# RECORDED DATA start
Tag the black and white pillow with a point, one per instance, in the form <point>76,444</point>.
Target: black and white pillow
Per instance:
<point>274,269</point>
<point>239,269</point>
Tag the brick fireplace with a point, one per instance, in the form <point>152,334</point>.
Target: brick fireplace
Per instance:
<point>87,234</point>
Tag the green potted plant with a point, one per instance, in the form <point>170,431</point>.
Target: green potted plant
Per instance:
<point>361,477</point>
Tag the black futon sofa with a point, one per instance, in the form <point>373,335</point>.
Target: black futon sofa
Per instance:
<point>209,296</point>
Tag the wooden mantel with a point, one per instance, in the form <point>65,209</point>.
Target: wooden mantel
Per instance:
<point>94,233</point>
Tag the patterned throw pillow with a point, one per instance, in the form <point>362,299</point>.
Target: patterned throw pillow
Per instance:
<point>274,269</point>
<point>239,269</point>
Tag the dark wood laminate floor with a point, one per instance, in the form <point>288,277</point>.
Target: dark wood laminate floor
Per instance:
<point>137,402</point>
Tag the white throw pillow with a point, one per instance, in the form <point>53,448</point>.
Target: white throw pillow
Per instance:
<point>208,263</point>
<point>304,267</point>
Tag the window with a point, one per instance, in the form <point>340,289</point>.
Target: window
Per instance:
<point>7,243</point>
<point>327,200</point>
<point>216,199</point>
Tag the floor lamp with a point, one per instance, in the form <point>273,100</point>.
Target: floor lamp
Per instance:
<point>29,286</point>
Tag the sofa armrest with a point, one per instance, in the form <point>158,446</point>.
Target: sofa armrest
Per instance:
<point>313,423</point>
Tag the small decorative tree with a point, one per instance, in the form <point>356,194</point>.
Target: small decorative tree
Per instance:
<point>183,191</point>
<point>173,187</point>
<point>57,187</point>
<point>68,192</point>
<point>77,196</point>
# RECORDED DATA end
EXERCISE DIRECTIONS: Rename "Target" to "Object" wherever it occurs in the items above, and reproduce every item in full with nothing else altered.

THE SOLUTION:
Tag the black and white pillow with a point, one per instance, in the form <point>76,444</point>.
Object: black and white pillow
Per instance:
<point>274,269</point>
<point>239,269</point>
Tag the brick fireplace with a point, one per instance, in the form <point>152,334</point>.
Object: brick fireplace
Per instance:
<point>87,234</point>
Tag the green potted plant with a point, one per instance, in the form <point>170,431</point>.
Object: green potted plant
Per instance:
<point>361,477</point>
Tag the black futon sofa with a point, one per instance, in the form <point>373,335</point>.
Object: black futon sofa
Per instance:
<point>209,296</point>
Tag the wooden mantel with a point, one per instance, in the form <point>65,209</point>.
Object: wooden mantel
Per instance:
<point>94,233</point>
Tag the patterned throw pillow with a point, one per instance, in the form <point>362,299</point>.
Object: patterned throw pillow
Per instance:
<point>274,269</point>
<point>239,269</point>
Tag the dark wood laminate floor with a point, one per instance, in the form <point>288,277</point>.
Object: dark wood laminate floor
Per instance:
<point>137,402</point>
Tag the white throw pillow with a point, one per instance, in the form <point>53,448</point>.
Object: white throw pillow
Per instance:
<point>208,263</point>
<point>304,267</point>
Tag the window with a point, one per instance, in the form <point>340,289</point>.
Object: window
Per instance:
<point>7,243</point>
<point>327,200</point>
<point>216,199</point>
Tag the floor lamp with a point, one per instance, in the form <point>273,100</point>.
Object: floor lamp
Per instance:
<point>29,286</point>
Tag the sofa armrest with a point, one per instance, in the form <point>158,446</point>.
Object: sofa armrest
Per instance:
<point>313,423</point>
Tag the small decorative tree with a point, one per instance, in the form <point>356,194</point>.
Object: small decorative tree
Per instance:
<point>183,191</point>
<point>173,187</point>
<point>57,187</point>
<point>68,192</point>
<point>77,196</point>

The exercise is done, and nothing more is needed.